__练习题目 1__.
请依据这篇关于东莞地下色情业的报道,回答下列问题:
(a) 那名皮条客一晚上要价多少?
(b) 据香港《南华早报》所称,东莞有多少人以某种方式涉足这一行当?
(c) 当地人如何称呼性工作者?
__练习题目 2__. 请将这篇关于东莞地下色情业的报道中以“成千上万的按摩店”开头的段落改写得更简短,并保留其主要事实。
__练习题目 3__. 请续写这篇关于东莞地下色情业的报道,从其最后一句之后接着写下去。

__原文节选__.
* * *

在中国“罪城”的市中心,这家后街妓院的外面没有任何标志,只有一条朦胧的小巷,两扇金属门,和一个叫“乌鸦”的皮条客。

里面却是五层楼高的别墅,底楼有6名妓女,腿套渔网袜,唇抹艳红膏,跌坐在沙发上,在粉蓝辉映的霓虹灯下大口大口地吃着面条。

皮条客身穿亮黄色的瑞典足球衫,一晚上要价300元人民币(合32英镑)。他说:“警方不会找你麻烦的。”

这就是东莞,位于珠三角的庞大新兴工业城市,拥有约700万人口,号称中国性都。只要有钱,做什么都行。

东莞的地下色情业规模究竟有多大、涉及范围有多广,估计出来的数据说了也几乎令人难以置信。

香港的《南华早报》称,有50万至80万人,约占东莞的流动人口10%,都以某种方式涉足这个世界上最古老的行当。

成千上万的按摩店、高档酒店、水疗中心和霓虹闪烁的歌厅遍布偏街僻巷,普遍的看法是,耕耘其中的性工作者高达令人震惊的30万之多——当地人称她们为“技师”。

前市委书记刘志庚2009年的时候承认:“丈夫出差到东莞,妻子在家心难安。丢人啊。”

为了摆脱中国丑闻之都的城市形象,政府正在进行清理活动。

政府新发起了一场华丽的宣传活动,旨在重铸这个污秽的制造业中心城市,把她建成一个美丽如画的多样性文化摇篮。

* * *

[已存储的资料]

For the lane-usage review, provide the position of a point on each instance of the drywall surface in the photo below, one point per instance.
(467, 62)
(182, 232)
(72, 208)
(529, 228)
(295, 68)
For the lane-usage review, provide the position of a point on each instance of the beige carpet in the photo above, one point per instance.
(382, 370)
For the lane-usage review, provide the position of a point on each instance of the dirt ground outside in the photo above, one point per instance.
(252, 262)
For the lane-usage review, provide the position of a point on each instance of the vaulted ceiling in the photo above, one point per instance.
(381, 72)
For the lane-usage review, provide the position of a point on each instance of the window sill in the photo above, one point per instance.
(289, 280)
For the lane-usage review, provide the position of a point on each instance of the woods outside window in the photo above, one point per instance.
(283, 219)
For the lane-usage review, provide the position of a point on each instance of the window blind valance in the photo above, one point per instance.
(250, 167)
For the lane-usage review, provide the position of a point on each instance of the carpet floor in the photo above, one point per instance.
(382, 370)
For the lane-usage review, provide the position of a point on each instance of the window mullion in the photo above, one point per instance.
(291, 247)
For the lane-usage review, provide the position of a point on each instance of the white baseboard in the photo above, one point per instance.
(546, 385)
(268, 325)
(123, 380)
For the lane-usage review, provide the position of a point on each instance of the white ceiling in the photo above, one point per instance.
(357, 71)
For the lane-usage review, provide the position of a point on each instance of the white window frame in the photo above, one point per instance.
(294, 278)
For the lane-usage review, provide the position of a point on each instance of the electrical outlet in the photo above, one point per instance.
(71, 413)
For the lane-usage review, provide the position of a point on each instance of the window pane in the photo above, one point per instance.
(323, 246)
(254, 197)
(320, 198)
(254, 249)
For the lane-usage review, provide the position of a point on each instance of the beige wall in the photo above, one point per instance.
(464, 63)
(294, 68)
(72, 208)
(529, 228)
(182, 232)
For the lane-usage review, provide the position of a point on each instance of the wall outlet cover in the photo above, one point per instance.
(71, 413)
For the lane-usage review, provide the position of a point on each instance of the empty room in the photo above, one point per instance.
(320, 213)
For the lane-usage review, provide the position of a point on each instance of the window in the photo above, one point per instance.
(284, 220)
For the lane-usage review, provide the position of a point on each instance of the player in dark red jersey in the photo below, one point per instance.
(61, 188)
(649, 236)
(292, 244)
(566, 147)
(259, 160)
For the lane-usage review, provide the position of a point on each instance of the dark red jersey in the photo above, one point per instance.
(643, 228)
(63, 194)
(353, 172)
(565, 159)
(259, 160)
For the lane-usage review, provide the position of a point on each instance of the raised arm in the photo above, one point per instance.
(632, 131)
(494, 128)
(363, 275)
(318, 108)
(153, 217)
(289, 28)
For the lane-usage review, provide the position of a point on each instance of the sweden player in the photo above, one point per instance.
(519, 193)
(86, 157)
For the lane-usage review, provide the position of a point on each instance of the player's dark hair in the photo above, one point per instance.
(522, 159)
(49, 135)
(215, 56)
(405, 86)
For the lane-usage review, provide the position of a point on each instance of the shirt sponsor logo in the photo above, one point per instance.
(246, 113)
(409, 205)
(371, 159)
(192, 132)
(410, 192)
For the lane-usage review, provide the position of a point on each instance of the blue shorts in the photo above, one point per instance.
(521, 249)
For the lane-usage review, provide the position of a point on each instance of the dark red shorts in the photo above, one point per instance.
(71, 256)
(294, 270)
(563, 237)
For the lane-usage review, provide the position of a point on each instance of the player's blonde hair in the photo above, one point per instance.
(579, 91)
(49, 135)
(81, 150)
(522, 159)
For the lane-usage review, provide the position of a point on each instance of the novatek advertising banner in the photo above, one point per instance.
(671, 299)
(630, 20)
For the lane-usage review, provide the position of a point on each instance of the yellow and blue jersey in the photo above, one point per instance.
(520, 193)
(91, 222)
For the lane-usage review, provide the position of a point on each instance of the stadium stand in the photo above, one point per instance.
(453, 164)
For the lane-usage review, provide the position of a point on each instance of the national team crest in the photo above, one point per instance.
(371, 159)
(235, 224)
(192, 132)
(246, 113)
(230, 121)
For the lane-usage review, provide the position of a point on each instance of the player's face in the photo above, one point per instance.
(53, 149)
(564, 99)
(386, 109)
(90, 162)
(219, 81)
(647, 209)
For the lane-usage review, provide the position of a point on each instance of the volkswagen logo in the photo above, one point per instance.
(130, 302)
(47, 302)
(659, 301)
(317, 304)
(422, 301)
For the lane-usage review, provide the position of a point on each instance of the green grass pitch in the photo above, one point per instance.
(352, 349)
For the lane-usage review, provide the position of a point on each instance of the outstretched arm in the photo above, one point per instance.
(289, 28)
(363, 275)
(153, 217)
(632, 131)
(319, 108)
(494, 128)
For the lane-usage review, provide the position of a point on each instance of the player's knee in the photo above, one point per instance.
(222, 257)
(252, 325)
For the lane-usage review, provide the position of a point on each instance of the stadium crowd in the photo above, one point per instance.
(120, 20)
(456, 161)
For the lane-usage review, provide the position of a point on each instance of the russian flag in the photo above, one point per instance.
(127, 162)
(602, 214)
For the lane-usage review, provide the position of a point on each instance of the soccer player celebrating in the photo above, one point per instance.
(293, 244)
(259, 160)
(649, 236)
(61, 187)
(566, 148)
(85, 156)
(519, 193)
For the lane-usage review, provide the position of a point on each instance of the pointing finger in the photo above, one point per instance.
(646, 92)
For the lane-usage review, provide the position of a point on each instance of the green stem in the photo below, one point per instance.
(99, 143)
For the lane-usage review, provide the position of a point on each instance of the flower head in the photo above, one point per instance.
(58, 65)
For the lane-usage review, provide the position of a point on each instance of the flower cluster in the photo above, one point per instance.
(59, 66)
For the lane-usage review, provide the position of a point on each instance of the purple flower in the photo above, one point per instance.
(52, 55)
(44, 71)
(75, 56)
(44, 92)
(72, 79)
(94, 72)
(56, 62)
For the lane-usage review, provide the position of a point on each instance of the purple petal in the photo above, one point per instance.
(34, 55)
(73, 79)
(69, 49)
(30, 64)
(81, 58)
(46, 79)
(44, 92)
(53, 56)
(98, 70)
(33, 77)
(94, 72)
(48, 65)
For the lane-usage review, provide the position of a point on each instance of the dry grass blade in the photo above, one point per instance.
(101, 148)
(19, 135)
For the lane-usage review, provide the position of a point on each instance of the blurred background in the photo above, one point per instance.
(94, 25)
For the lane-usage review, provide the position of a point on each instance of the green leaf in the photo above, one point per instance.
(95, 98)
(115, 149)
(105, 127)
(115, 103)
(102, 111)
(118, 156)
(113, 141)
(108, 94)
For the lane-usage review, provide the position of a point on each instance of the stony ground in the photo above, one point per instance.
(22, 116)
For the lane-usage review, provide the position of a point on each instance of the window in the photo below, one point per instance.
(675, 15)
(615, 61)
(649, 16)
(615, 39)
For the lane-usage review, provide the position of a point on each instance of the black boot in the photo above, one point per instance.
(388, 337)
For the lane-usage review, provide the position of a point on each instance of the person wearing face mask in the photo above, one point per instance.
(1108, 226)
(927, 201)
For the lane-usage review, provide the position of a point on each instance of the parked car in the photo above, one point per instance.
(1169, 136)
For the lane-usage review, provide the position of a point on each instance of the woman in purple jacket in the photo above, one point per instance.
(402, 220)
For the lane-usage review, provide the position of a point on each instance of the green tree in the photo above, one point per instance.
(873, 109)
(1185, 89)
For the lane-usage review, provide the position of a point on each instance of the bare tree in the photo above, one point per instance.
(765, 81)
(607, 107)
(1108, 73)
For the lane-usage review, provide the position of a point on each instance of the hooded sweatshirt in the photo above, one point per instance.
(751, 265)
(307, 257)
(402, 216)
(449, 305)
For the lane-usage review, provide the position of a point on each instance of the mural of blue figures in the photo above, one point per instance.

* * *

__参考答案 1__.
(a) 300元人民币(合32英镑)。
(b) 50万至80万人,约占东莞流动人口的10%。
(c) “技师”。

__参考答案 2__. 偏街僻巷遍布数以千计的按摩店、高档酒店、水疗中心和歌厅,一般认为其中的性工作者多达30万人,当地人称她们为“技师”。

__参考答案 3__.
据说由《探索频道》制作、在中国各地播出的一部宣传片滔滔不绝地旁白道:“初到东莞,我就注意到当地人民的生活深深植根于传统文化。这个城市有一种内在的魅力、似火的热情、以及融汇的文化。这是一座每天都热血沸腾的城市。”

公安部门也行动起来,开展“扫黄”运动,打击这个1949年共产党执掌中国后就被定性为非法的行当,力图取缔东莞街道上的卖淫活动。

上个月,当地警察在最近的一次行动中突袭了东莞郊区的一个红灯区,“新生代”性交易市场。

现在,室外交易市场已经关闭了,那是一个个简陋混凝土车库改装的迷你妓院组成的迷宫。几十个窝棚被查封,公安局的封条贴在金属门上,那里一度是妓女揽客的地方。

当地的一名“妈咪”抱怨说:“他们昨天晚上封了市场。一般情况下,150块钱(合16英镑)我们就可以为你找到两个女孩。”这位“妈咪”30多岁,上身穿着红色的运动服。东莞的色情业如今也许没有以前那么张扬,但依然有成千上万的性工作者在地下场所从业,对于懂行的人来说,这就是个公开的秘密。

东莞的KTV歌厅无处不在,在一家歌厅的二楼,两位穿戴不俗的妈咪领着几十名女孩到客人们面前,供客人挑选。

至少有一个女孩看上去不满18岁。

给300元女孩们就可整晚陪唱,啤酒、威士忌和土耳其香烟催生出醉醺醺的歌声。客人给1200元就可以带女孩回他们的酒店房间。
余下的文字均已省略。